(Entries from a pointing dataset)
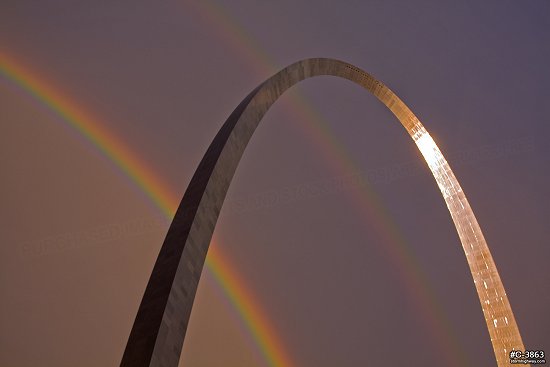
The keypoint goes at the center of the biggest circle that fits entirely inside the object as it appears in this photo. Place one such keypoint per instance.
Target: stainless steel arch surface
(158, 332)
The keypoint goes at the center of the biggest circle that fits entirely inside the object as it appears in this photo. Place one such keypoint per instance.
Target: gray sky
(79, 238)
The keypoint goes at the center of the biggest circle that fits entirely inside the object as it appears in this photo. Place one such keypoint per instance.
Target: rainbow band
(148, 182)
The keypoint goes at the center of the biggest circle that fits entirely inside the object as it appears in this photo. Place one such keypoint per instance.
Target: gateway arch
(159, 329)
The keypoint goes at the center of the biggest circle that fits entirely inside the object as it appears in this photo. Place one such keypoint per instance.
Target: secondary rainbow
(258, 325)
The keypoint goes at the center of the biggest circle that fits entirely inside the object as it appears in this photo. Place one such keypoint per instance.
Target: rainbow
(157, 191)
(219, 265)
(335, 154)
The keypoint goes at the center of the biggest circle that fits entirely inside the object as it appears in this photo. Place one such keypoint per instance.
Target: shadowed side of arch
(159, 329)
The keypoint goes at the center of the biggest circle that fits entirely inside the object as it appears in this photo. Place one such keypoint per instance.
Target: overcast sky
(79, 238)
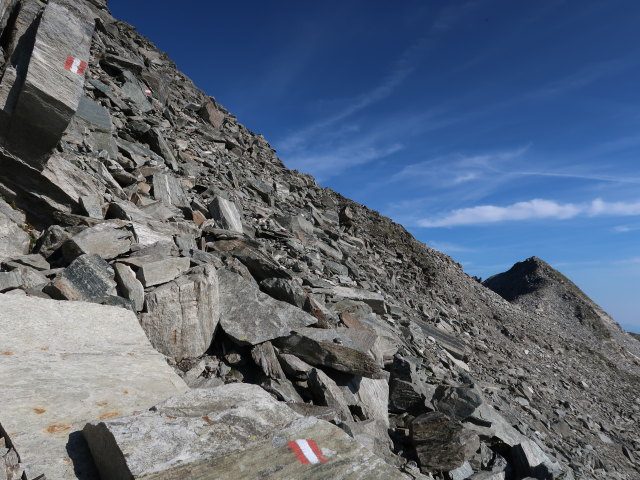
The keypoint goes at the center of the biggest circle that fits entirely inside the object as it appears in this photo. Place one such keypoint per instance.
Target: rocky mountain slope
(308, 336)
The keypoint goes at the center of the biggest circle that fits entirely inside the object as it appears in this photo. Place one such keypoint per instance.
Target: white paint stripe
(306, 449)
(75, 65)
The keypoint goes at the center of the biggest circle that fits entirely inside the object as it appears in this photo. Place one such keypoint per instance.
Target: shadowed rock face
(158, 201)
(534, 284)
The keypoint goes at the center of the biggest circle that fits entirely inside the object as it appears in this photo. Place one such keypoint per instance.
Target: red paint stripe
(296, 449)
(316, 450)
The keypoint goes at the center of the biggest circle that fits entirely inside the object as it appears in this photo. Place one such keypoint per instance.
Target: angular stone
(251, 317)
(50, 94)
(88, 277)
(14, 240)
(530, 460)
(212, 114)
(327, 393)
(369, 397)
(261, 265)
(92, 206)
(284, 290)
(373, 299)
(10, 280)
(105, 239)
(69, 363)
(345, 350)
(133, 90)
(226, 214)
(129, 286)
(441, 444)
(457, 402)
(94, 114)
(181, 316)
(167, 189)
(162, 271)
(235, 431)
(35, 261)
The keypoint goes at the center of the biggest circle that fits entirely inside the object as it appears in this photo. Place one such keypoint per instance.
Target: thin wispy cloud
(536, 209)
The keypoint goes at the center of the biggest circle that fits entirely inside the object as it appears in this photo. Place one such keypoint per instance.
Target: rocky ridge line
(156, 200)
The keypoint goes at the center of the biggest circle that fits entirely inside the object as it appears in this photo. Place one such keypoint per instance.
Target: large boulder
(251, 317)
(182, 315)
(235, 431)
(64, 364)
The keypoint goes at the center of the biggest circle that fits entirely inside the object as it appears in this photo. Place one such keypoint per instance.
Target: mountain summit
(177, 304)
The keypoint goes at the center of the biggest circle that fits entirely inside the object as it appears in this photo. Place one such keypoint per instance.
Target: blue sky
(493, 130)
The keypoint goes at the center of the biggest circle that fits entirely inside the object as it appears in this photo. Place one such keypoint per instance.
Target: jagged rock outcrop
(156, 200)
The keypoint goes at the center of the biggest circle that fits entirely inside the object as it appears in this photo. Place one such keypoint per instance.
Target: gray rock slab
(168, 189)
(252, 317)
(182, 315)
(129, 286)
(35, 261)
(105, 239)
(51, 91)
(226, 214)
(162, 271)
(326, 393)
(235, 431)
(370, 395)
(373, 299)
(67, 363)
(94, 114)
(14, 240)
(88, 277)
(10, 280)
(441, 444)
(133, 90)
(343, 349)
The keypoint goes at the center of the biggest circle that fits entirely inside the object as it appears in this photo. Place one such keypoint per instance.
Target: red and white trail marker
(75, 65)
(307, 451)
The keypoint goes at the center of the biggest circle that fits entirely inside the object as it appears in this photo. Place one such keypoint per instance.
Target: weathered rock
(52, 85)
(368, 397)
(235, 431)
(327, 393)
(457, 402)
(70, 363)
(182, 315)
(252, 317)
(13, 239)
(345, 350)
(168, 189)
(441, 444)
(129, 286)
(162, 271)
(88, 277)
(226, 214)
(373, 299)
(10, 280)
(105, 239)
(284, 290)
(212, 114)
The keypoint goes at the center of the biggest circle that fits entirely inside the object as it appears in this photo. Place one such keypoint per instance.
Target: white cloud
(532, 210)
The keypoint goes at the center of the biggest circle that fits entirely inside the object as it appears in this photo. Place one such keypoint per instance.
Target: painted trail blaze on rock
(75, 65)
(307, 451)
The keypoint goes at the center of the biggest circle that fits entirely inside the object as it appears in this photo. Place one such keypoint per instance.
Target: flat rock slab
(343, 349)
(235, 431)
(251, 317)
(66, 363)
(182, 315)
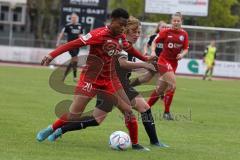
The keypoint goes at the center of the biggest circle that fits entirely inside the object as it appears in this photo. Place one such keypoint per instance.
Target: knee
(172, 87)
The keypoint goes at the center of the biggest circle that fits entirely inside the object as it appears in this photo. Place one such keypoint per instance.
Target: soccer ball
(119, 140)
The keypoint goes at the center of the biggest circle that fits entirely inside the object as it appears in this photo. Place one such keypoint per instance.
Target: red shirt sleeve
(131, 50)
(186, 43)
(160, 36)
(88, 39)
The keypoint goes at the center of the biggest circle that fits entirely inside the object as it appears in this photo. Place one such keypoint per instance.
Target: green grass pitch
(208, 125)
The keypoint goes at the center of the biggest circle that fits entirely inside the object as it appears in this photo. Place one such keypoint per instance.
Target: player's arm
(148, 45)
(124, 63)
(159, 38)
(134, 52)
(185, 48)
(89, 39)
(205, 52)
(60, 36)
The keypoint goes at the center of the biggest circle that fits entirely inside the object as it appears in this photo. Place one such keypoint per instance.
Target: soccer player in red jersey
(99, 74)
(175, 47)
(124, 65)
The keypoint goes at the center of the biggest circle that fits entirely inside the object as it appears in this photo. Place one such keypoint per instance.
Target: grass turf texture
(27, 105)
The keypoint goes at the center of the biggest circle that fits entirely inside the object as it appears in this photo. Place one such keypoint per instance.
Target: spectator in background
(73, 30)
(209, 57)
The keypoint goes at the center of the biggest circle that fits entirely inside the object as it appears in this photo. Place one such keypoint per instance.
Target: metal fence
(227, 40)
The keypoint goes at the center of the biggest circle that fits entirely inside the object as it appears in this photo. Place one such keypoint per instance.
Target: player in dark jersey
(73, 30)
(149, 75)
(124, 65)
(99, 74)
(175, 47)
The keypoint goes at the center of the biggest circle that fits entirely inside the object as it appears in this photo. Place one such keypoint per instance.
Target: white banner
(186, 7)
(31, 55)
(197, 67)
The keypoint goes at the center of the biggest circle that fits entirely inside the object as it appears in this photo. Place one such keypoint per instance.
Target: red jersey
(103, 47)
(174, 41)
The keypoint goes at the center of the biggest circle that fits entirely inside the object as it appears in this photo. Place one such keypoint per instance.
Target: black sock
(78, 125)
(135, 82)
(67, 70)
(74, 66)
(148, 122)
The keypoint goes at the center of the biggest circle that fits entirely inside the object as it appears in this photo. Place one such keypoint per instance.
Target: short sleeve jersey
(103, 48)
(174, 41)
(73, 31)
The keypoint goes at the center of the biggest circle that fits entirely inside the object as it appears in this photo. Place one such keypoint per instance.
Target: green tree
(220, 14)
(44, 19)
(136, 9)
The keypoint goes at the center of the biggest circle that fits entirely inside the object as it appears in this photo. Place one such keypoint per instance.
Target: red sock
(132, 125)
(153, 98)
(168, 100)
(60, 122)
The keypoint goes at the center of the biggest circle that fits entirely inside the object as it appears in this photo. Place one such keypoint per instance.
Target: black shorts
(106, 102)
(74, 52)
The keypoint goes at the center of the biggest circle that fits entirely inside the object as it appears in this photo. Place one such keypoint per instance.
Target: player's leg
(142, 79)
(76, 108)
(147, 119)
(75, 63)
(104, 105)
(168, 97)
(208, 63)
(158, 92)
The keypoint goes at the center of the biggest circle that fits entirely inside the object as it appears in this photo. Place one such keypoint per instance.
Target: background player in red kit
(99, 73)
(175, 47)
(73, 30)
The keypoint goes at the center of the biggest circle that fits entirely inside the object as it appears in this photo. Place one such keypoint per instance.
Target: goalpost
(12, 5)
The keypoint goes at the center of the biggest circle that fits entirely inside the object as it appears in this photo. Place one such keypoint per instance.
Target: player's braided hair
(177, 14)
(119, 13)
(133, 24)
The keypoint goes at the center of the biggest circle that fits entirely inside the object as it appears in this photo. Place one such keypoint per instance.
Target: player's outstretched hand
(150, 67)
(46, 60)
(180, 56)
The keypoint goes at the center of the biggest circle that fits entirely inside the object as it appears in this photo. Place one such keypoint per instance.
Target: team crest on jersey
(87, 37)
(181, 38)
(110, 48)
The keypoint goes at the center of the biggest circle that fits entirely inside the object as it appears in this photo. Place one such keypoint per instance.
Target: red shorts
(90, 87)
(165, 65)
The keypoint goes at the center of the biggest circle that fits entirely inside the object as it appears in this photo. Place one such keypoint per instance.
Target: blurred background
(29, 28)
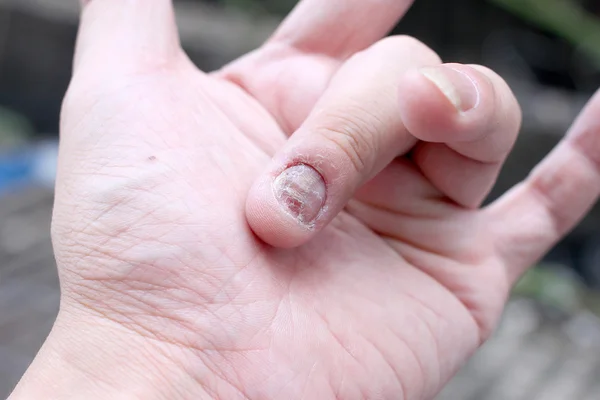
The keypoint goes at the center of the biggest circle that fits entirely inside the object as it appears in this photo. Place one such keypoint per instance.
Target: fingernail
(301, 192)
(457, 86)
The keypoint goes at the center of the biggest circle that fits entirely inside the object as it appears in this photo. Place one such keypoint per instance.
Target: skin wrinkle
(226, 309)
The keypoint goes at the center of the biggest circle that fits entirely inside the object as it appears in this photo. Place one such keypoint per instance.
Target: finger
(467, 133)
(537, 213)
(133, 35)
(339, 28)
(353, 132)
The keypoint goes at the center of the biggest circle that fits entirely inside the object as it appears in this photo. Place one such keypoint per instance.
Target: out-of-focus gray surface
(29, 294)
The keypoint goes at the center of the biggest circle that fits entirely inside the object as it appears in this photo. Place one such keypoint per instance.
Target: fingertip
(270, 222)
(446, 103)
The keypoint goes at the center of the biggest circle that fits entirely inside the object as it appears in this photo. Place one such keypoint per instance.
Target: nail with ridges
(301, 192)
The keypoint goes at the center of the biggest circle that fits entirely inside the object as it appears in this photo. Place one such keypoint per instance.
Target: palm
(350, 298)
(152, 236)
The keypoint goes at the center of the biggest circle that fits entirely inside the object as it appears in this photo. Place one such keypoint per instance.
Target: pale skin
(183, 278)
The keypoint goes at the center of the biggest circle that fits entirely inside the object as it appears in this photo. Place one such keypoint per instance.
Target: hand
(167, 292)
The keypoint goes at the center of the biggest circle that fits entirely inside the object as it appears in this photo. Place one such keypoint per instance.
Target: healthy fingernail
(301, 192)
(457, 86)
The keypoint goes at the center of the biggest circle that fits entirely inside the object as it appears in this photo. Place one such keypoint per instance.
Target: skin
(182, 278)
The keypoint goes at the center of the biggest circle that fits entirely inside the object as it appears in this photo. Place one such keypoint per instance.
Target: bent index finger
(339, 28)
(466, 138)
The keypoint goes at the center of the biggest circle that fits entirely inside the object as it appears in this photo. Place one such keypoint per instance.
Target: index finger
(339, 28)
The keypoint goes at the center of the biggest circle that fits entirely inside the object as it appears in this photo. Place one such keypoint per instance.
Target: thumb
(353, 132)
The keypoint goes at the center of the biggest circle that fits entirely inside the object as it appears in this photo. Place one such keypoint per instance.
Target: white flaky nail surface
(301, 192)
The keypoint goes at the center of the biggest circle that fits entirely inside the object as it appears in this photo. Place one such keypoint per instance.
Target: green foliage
(14, 128)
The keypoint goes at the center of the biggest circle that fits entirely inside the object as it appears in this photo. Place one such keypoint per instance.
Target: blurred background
(548, 345)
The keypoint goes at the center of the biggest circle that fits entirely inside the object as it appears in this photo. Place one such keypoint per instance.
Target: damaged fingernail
(301, 192)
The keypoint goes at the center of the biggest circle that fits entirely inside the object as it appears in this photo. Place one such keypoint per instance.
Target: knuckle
(409, 45)
(354, 133)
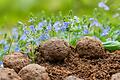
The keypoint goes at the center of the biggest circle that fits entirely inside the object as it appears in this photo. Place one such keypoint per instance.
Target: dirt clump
(115, 76)
(117, 52)
(53, 50)
(8, 74)
(88, 66)
(16, 61)
(90, 47)
(33, 72)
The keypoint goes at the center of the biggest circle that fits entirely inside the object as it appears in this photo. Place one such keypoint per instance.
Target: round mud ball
(34, 72)
(16, 61)
(72, 78)
(53, 50)
(89, 47)
(115, 76)
(8, 74)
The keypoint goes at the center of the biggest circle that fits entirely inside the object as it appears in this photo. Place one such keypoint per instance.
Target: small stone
(115, 76)
(16, 61)
(72, 78)
(34, 72)
(8, 74)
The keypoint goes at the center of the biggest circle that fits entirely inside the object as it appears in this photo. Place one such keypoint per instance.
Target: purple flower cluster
(104, 6)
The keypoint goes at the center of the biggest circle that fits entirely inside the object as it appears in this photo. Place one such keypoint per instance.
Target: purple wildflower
(40, 25)
(91, 19)
(15, 33)
(44, 37)
(95, 23)
(105, 31)
(17, 49)
(1, 64)
(56, 26)
(103, 5)
(65, 26)
(6, 47)
(32, 28)
(23, 37)
(3, 41)
(76, 19)
(86, 31)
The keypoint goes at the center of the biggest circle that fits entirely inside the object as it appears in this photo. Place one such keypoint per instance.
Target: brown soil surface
(82, 67)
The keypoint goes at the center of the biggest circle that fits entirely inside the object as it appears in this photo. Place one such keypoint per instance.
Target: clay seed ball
(16, 61)
(8, 74)
(90, 47)
(33, 72)
(54, 50)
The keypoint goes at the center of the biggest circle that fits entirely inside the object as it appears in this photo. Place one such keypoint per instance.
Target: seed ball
(53, 50)
(8, 74)
(90, 48)
(33, 72)
(16, 61)
(115, 76)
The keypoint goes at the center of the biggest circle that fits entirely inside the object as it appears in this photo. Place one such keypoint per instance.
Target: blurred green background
(11, 11)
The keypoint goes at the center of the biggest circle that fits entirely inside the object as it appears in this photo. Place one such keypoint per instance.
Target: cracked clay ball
(53, 50)
(34, 72)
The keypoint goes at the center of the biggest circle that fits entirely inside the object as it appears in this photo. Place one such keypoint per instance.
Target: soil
(83, 67)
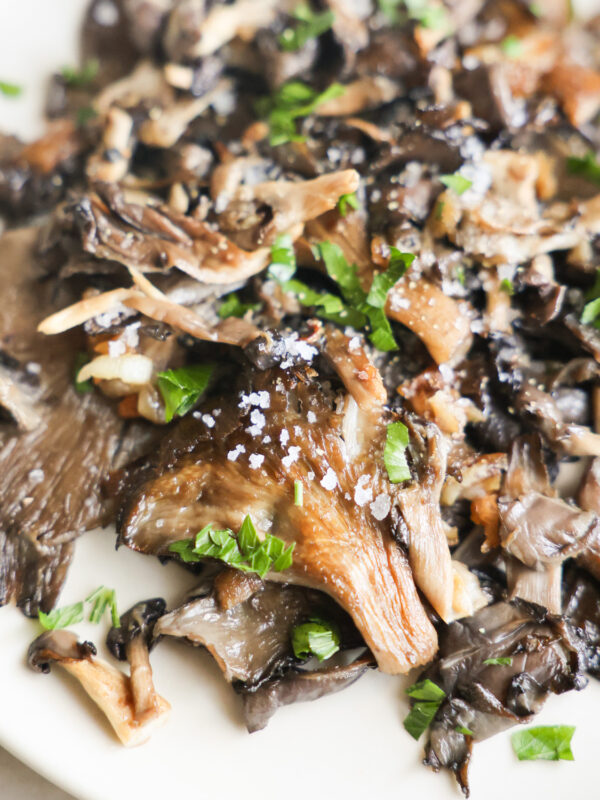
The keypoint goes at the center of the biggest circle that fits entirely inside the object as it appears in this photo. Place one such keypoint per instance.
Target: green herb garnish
(511, 46)
(310, 25)
(283, 259)
(464, 731)
(356, 307)
(398, 264)
(347, 201)
(293, 100)
(457, 182)
(587, 166)
(428, 14)
(298, 493)
(85, 115)
(61, 617)
(102, 599)
(181, 388)
(245, 551)
(317, 637)
(429, 697)
(591, 310)
(81, 77)
(232, 306)
(546, 742)
(81, 359)
(10, 89)
(394, 455)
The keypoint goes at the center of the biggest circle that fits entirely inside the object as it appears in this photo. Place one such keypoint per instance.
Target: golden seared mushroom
(246, 452)
(131, 642)
(108, 687)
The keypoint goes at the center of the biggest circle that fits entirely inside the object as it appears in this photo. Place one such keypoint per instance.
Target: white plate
(350, 745)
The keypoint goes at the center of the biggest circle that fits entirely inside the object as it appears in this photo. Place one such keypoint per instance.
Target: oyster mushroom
(108, 687)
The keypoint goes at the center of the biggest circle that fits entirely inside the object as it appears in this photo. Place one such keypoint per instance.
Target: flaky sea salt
(233, 454)
(329, 480)
(380, 507)
(256, 460)
(363, 493)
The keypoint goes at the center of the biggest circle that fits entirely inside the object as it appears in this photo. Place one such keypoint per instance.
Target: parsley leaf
(293, 100)
(398, 264)
(61, 617)
(10, 89)
(102, 599)
(587, 166)
(428, 696)
(317, 637)
(283, 259)
(81, 359)
(591, 310)
(347, 201)
(394, 456)
(310, 25)
(511, 46)
(181, 388)
(457, 182)
(232, 306)
(81, 77)
(546, 742)
(245, 552)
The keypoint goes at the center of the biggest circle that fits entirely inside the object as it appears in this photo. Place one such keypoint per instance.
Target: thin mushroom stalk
(131, 641)
(108, 687)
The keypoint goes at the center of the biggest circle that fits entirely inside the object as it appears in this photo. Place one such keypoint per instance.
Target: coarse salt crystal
(380, 507)
(329, 480)
(292, 456)
(233, 454)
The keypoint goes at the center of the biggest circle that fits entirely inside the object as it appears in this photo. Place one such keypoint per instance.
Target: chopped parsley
(511, 46)
(398, 264)
(425, 12)
(587, 166)
(356, 307)
(232, 306)
(293, 100)
(309, 25)
(10, 89)
(317, 637)
(283, 259)
(81, 77)
(81, 359)
(347, 201)
(546, 742)
(61, 617)
(102, 599)
(591, 310)
(245, 551)
(457, 182)
(429, 697)
(85, 115)
(181, 388)
(394, 455)
(298, 493)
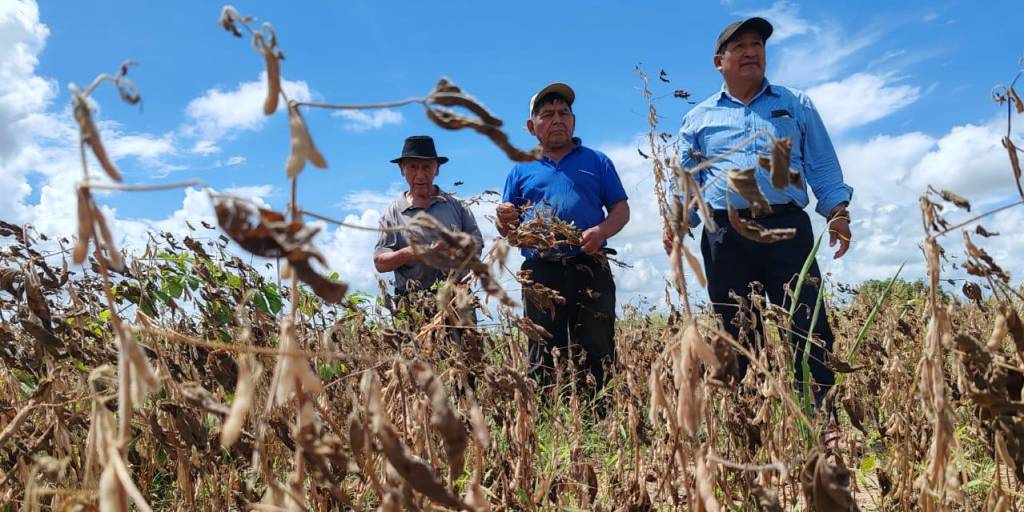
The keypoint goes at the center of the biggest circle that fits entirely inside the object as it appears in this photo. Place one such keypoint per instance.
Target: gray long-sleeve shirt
(443, 207)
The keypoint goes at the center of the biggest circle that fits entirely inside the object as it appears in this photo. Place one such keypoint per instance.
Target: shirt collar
(766, 87)
(439, 197)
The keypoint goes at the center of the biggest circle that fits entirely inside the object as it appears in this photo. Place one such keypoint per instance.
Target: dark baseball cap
(756, 24)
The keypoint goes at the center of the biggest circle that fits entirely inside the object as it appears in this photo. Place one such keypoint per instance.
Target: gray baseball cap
(759, 25)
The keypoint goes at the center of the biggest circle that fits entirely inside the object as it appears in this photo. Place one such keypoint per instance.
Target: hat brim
(440, 160)
(756, 24)
(561, 89)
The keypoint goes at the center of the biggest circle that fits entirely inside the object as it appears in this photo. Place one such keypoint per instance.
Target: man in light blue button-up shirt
(738, 116)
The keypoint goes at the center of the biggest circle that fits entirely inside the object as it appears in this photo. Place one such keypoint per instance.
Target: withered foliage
(266, 232)
(446, 93)
(543, 229)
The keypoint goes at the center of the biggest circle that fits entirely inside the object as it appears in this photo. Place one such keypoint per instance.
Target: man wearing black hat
(745, 107)
(580, 185)
(420, 165)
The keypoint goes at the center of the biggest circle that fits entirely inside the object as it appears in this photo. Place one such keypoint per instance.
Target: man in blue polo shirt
(745, 105)
(579, 185)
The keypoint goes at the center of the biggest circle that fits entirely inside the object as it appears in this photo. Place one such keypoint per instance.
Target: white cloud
(359, 201)
(889, 173)
(25, 96)
(361, 121)
(859, 99)
(219, 114)
(785, 20)
(817, 59)
(205, 147)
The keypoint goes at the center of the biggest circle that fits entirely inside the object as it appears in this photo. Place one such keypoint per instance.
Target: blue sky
(903, 87)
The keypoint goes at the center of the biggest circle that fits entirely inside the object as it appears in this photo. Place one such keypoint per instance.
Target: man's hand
(839, 230)
(592, 240)
(667, 239)
(508, 217)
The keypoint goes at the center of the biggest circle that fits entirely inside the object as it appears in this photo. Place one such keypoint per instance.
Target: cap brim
(558, 87)
(756, 24)
(440, 160)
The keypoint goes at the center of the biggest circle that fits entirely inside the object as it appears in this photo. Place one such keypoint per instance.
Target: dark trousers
(733, 262)
(584, 326)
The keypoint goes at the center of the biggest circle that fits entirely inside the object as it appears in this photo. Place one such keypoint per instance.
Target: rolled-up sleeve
(611, 185)
(469, 225)
(821, 167)
(687, 147)
(387, 240)
(512, 194)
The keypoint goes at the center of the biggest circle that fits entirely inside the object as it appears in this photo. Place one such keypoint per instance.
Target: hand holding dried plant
(839, 230)
(508, 217)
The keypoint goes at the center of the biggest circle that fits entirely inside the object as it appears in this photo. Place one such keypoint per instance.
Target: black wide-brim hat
(420, 146)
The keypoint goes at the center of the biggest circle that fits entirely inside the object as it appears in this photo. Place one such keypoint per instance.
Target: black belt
(747, 213)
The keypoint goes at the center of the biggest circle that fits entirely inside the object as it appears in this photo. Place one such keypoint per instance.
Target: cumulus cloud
(860, 98)
(816, 59)
(785, 20)
(889, 173)
(359, 121)
(205, 147)
(219, 114)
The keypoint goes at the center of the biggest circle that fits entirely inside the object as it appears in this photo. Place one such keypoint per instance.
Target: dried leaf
(272, 81)
(417, 473)
(330, 291)
(442, 418)
(973, 292)
(695, 265)
(1018, 103)
(143, 378)
(449, 94)
(826, 485)
(984, 232)
(781, 148)
(8, 281)
(955, 199)
(228, 17)
(1015, 163)
(89, 134)
(302, 144)
(753, 230)
(37, 302)
(249, 372)
(294, 368)
(85, 225)
(113, 254)
(744, 182)
(452, 121)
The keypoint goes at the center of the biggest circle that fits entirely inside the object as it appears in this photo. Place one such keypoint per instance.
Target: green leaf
(166, 299)
(867, 465)
(174, 287)
(272, 298)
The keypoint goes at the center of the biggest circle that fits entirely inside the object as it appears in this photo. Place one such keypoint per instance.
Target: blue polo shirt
(716, 127)
(578, 188)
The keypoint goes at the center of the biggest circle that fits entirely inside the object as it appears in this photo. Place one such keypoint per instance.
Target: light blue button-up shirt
(722, 122)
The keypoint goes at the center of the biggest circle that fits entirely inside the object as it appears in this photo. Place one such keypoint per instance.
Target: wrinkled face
(553, 124)
(742, 59)
(420, 174)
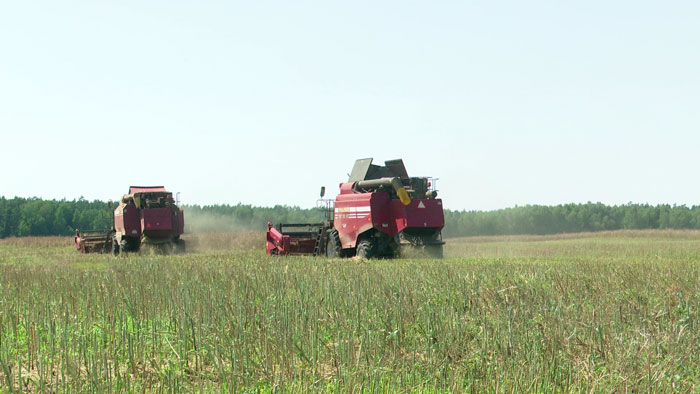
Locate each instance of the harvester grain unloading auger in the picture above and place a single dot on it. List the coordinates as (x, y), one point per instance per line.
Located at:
(379, 212)
(148, 215)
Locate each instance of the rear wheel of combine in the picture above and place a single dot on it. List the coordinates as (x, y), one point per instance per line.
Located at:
(333, 247)
(366, 249)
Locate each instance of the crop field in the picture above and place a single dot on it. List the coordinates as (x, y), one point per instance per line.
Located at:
(592, 312)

## Task objective:
Repeat, word for word, every line from the line that contains "Locate each instance of the harvester" to the end of the entries; include both of those lines and no others.

## Answer below:
Locate each instance of the harvester grain unloading auger in the picture above and place a single dot on it. List the coordinates as (x, y), one point per instance per line.
Located at:
(379, 212)
(148, 215)
Locate each instance of the rear wheel of combine in the picture above and place a single dot on it. List the coordinates as (x, y), one point per instance per line.
Located at:
(333, 247)
(366, 249)
Locate each instance of the crop field in the picture above and place a single dot on it. List the coordinates as (x, y), one point per instance per line.
Located at:
(592, 312)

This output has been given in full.